Source document:

[Start of section]

Is there a time where you say, no, I'm not going to plant a pulse or a vetch
Chris Hunt: The vetch will always go in. Yep. It may go in with barley.
Yep. So, we've got that cereal component.
Chris McDonough: And how late would you sow that?
Chris Hunt: We dry, so all our vetch, so all our vetch is in, in April.
Chris McDonough: Okay. Yep.
Chris Hunt: Hopefully we've kicked off in March if we're organized. So, all our vetch goes in dry regardless. The main legume. We have been growing that can be dictated by weather decisions are chickpeas and lentils and especially chickpeas. Like we carried chickpeas seed for two years in 18, 19, and chemical just, we didn't have the opportunity to establish them and because of their rhizobia, they need to be established relatively wet. Yes.
Chris McDonough: Yeah, so you'd pull out maybe what mid-May on that.

[End of section]

Listed entries:
[Start of section]

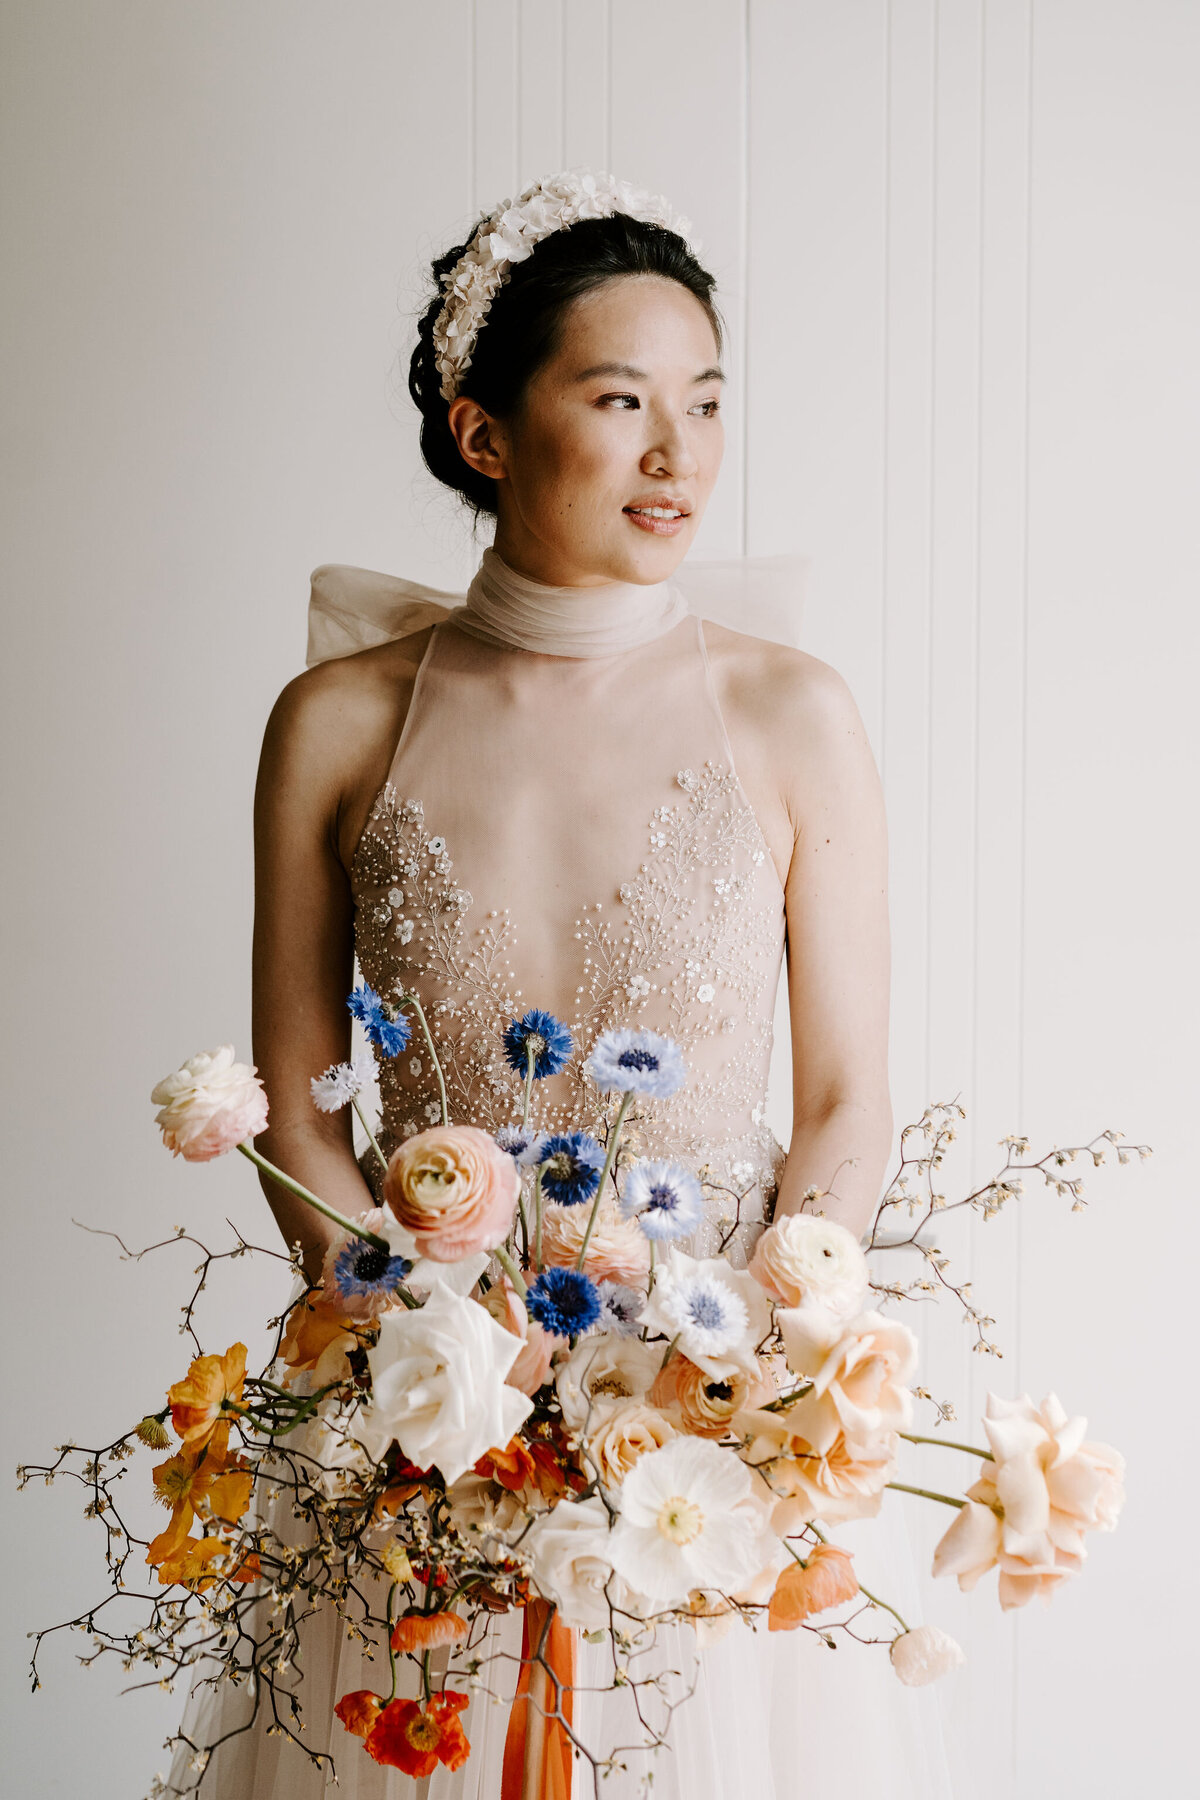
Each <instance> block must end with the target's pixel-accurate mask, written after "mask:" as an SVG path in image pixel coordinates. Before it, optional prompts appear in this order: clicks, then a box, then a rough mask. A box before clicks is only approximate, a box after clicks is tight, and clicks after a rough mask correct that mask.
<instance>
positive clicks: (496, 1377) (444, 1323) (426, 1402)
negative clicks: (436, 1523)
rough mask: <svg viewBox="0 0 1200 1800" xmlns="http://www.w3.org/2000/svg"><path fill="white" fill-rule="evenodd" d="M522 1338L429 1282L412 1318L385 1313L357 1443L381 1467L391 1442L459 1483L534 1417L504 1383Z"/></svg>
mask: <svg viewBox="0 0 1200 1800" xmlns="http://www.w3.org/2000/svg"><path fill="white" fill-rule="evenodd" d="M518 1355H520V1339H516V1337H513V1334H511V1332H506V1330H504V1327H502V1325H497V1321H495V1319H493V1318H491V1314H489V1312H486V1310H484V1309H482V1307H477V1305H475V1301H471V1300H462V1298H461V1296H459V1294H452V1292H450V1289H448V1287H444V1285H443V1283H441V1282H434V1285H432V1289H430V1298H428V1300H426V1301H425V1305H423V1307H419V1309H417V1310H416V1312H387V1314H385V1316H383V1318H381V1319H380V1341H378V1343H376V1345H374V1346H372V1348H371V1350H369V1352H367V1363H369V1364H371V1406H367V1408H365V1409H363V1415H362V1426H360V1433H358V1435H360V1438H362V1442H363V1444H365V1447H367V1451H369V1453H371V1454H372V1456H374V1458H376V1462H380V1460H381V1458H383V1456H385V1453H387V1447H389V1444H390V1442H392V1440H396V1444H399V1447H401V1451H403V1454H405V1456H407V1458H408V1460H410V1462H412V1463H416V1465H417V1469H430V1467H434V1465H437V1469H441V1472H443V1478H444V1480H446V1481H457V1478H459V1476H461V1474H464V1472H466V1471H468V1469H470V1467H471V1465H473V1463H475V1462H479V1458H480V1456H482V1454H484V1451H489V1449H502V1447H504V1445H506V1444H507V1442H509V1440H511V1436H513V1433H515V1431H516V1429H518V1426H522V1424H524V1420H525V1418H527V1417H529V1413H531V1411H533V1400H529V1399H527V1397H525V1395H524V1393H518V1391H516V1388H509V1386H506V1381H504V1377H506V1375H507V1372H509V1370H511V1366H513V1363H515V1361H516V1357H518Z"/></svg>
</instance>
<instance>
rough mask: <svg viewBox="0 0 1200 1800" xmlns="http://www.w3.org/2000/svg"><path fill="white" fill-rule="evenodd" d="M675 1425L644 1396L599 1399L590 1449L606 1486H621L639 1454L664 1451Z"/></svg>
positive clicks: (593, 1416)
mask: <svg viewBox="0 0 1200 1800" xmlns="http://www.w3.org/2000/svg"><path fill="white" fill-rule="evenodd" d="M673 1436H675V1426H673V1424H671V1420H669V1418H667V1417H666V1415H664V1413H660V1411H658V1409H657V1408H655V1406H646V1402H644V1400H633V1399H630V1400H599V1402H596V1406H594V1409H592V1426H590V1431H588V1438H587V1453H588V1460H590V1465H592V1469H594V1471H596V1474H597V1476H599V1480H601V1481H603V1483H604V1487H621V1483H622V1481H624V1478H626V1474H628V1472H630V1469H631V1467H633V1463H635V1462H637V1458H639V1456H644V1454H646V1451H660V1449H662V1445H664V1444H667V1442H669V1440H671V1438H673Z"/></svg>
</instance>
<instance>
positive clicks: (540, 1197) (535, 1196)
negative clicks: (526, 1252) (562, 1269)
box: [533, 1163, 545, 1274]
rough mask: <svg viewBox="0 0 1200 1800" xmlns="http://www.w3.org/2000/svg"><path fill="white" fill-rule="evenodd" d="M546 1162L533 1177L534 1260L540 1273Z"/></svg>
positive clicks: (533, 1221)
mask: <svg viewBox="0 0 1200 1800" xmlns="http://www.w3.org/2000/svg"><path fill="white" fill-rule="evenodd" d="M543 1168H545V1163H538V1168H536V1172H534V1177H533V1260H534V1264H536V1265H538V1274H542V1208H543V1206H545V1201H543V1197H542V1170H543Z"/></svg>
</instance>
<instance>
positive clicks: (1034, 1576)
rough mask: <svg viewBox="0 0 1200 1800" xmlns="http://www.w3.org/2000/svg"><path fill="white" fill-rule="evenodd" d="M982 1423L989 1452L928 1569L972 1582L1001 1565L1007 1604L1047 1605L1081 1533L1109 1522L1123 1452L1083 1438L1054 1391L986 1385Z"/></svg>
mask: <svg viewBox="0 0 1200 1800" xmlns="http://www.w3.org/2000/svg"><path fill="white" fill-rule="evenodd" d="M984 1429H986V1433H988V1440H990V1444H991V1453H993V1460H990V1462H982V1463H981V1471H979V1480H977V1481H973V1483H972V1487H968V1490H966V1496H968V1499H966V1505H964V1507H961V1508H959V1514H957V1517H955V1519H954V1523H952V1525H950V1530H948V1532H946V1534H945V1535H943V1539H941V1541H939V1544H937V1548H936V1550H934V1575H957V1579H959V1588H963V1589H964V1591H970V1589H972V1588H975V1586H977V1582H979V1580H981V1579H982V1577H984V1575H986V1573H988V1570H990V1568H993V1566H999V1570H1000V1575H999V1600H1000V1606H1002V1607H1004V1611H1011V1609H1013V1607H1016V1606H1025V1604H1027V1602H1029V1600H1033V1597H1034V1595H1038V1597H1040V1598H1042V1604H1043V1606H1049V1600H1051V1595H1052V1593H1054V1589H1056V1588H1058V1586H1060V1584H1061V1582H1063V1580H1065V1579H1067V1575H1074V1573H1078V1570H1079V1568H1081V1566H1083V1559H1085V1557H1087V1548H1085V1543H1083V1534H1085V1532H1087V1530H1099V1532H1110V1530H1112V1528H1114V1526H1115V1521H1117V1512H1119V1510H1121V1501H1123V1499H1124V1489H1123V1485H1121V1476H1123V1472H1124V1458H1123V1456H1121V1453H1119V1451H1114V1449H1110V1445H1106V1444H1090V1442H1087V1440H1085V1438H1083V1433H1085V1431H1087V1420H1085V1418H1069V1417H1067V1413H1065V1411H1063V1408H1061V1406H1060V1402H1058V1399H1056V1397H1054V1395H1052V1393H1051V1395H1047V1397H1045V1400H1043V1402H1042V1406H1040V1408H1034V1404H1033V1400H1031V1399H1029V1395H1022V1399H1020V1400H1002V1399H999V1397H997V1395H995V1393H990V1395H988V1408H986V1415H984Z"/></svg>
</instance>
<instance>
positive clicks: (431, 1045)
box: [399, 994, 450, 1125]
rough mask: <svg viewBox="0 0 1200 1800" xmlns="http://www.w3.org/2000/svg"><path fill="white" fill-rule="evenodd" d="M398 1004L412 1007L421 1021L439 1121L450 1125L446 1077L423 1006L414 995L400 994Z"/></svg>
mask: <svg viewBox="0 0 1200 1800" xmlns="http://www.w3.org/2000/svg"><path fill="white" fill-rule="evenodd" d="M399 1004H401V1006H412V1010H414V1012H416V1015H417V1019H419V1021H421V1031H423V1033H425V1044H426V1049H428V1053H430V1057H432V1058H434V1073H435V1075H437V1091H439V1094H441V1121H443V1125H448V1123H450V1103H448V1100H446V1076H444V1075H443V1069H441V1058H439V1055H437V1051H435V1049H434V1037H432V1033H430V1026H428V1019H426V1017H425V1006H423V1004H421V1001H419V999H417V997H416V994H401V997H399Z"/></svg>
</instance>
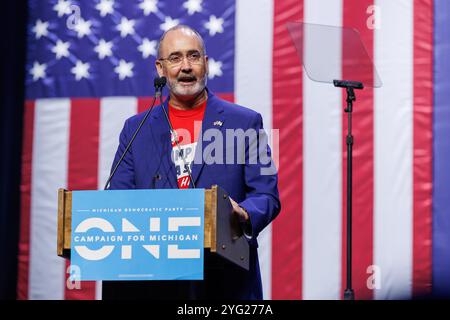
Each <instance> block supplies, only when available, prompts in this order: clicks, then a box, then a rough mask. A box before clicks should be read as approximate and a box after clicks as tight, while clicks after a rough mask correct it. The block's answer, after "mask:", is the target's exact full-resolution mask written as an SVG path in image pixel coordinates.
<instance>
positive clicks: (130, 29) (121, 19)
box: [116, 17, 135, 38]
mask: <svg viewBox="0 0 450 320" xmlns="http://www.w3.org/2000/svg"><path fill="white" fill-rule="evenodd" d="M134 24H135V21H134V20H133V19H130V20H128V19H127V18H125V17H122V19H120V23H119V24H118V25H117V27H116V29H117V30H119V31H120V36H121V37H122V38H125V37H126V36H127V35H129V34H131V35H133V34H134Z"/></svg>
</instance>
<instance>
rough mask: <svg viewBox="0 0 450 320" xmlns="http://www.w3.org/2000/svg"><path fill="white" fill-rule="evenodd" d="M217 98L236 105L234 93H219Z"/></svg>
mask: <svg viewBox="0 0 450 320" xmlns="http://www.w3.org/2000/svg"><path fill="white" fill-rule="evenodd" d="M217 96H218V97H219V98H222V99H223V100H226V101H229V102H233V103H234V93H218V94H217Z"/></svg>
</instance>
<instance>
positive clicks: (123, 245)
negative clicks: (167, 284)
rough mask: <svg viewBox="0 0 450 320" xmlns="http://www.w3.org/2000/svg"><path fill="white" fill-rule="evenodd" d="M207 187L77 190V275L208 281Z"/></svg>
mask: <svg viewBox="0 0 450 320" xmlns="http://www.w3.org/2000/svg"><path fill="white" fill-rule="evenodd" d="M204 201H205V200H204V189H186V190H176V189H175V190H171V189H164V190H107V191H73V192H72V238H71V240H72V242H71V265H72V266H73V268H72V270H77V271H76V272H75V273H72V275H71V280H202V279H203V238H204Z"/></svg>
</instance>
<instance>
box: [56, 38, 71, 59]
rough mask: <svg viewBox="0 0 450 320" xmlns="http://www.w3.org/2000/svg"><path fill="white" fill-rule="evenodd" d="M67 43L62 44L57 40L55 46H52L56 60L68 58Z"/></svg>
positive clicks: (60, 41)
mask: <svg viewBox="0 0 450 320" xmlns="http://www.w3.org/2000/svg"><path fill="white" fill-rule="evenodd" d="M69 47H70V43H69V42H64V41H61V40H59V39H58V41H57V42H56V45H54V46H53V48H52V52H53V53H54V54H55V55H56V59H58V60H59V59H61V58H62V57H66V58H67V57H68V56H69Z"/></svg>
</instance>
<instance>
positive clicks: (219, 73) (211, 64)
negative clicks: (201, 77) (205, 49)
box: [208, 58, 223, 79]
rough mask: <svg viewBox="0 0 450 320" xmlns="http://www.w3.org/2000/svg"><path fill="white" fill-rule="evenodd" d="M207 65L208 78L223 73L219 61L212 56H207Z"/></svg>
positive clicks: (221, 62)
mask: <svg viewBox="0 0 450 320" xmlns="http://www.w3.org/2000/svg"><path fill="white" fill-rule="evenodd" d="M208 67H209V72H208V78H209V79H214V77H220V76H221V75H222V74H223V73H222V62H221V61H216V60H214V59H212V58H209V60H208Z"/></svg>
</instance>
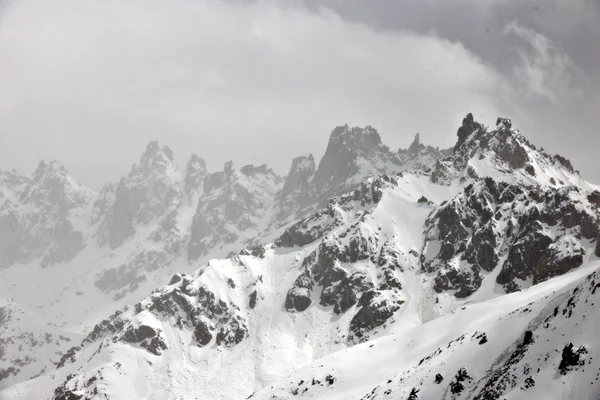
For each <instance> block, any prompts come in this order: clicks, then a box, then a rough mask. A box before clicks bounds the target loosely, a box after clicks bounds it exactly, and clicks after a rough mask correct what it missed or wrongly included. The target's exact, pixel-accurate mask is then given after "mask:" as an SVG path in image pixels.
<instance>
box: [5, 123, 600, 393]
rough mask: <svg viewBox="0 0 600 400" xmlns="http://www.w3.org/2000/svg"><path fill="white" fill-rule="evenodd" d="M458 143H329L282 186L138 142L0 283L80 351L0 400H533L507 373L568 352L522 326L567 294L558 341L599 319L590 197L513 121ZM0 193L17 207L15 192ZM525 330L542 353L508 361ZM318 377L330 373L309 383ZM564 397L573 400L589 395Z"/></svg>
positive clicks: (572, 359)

[End of section]

Exercise requirements:
According to the transcript, in which month does Chris Hunt say all the vetch is in? The data come from a source unrelated to the transcript.

Response below:
April.